#### What you need to do:
1. Check each statement against the soup recipe and answer yes or no, quoting the words from the recipe that settle it: (a) the first ingredients are brought to a boil over high heat; (b) the cooked vegetables are kept in the soup; (c) the noodles should be fully cooked.
2. Rewrite the soup recipe starting with "Over the years, I" and going on through "in a hurry)", with "winter" changed to "cold".

## start Extract provided

Over the years, I have made this recipe many times and tweaked it along the way, so I thought I would share my updated version with you.  It will come out perfect every time and go a long way in warming a lot of winter souls this season!

 

Ingredients:

  • 1 3.5 to 4 lb. chicken cut up with bone and skin or 2 very large chicken breasts (if you are in a hurry)
  • 2 stalks celery, quartered
  • 1 large onion, peeled and quartered
  • 2 carrots, peeled and quartered
  • 1 turnip, peeled and quartered
  • 2 gloves of garlic, minced
  • 1 1/4 teaspoons salt
  • 3/4 teaspoon pepper
  • 1/4 teaspoon dried tarragon
  • 5 cups water
  • 5 cups chicken broth
  • 6 oz. small egg noodles, parboiled
  • 1 large onion, diced
  • 2 stalks celery, diced
  • 1 teaspoon of olive oil
  • 3 carrots, peeled and sliced
  • 1/2 teaspoon salt
  • 1/2 teaspoon pepper
  • 1/2 teaspoon of dried tarragon
  • 1/2 teaspoon of dried parsley
  • 1/2 teaspoon on onion powder

Directions:

  • Combine first 11 ingredients in a large Dutch oven, and bring mixture to a boil over high heat. Reduce heat; cook 45  minutes or until chicken is tender.image
  • Remove chicken from broth, reserving broth; set chicken aside to cool slightly. Shred chickenimage
  • Pour broth through a wire-mesh strainer into a large bowl; discard cooked vegetables. Remove and discard fat from broth; return broth to Dutch oven.  Simmer for at least an hour to truly bring out the flavors.image
  • Parboil noodles (don’t fully cook) until they still have a bite to them…this keeps them from absorbing too much of the broth.

## end Extract provided
## start Data provided

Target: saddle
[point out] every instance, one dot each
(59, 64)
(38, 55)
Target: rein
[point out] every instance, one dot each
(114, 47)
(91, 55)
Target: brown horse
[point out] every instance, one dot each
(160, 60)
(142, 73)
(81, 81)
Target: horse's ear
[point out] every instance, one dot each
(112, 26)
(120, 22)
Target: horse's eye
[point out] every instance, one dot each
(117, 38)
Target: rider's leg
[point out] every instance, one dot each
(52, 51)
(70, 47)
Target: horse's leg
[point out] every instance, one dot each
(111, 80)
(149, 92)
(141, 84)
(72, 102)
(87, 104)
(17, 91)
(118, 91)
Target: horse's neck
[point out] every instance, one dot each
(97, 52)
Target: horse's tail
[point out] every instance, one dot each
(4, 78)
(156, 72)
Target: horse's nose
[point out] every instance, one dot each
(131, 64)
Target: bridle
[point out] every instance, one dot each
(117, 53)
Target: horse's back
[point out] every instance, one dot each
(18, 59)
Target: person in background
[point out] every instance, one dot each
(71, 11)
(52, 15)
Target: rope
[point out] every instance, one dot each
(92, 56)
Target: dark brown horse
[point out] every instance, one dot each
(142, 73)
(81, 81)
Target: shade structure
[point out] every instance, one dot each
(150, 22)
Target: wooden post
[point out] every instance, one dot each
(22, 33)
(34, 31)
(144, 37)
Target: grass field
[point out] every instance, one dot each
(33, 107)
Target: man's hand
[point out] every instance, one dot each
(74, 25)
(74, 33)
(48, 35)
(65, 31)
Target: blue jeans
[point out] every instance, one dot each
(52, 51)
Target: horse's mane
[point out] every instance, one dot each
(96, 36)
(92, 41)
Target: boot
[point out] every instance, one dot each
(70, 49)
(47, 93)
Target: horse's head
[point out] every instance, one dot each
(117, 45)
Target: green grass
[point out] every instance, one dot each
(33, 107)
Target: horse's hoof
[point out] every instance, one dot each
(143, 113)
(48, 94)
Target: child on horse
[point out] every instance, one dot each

## end Data provided
## start Data provided

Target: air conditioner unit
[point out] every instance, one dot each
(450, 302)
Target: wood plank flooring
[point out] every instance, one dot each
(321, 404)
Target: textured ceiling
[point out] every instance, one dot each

## end Data provided

#### List of solutions:
1.
(a) Yes: "bring mixture to a boil over high heat"
(b) No: "discard cooked vegetables"
(c) No: "Parboil noodles (don’t fully cook)"

2.
Over the years, I have made this recipe many times and tweaked it along the way, so I thought I would share my updated version with you.  It will come out perfect every time and go a long way in warming a lot of cold souls this season!

 

Ingredients:

  • 1 3.5 to 4 lb. chicken cut up with bone and skin or 2 very large chicken breasts (if you are in a hurry)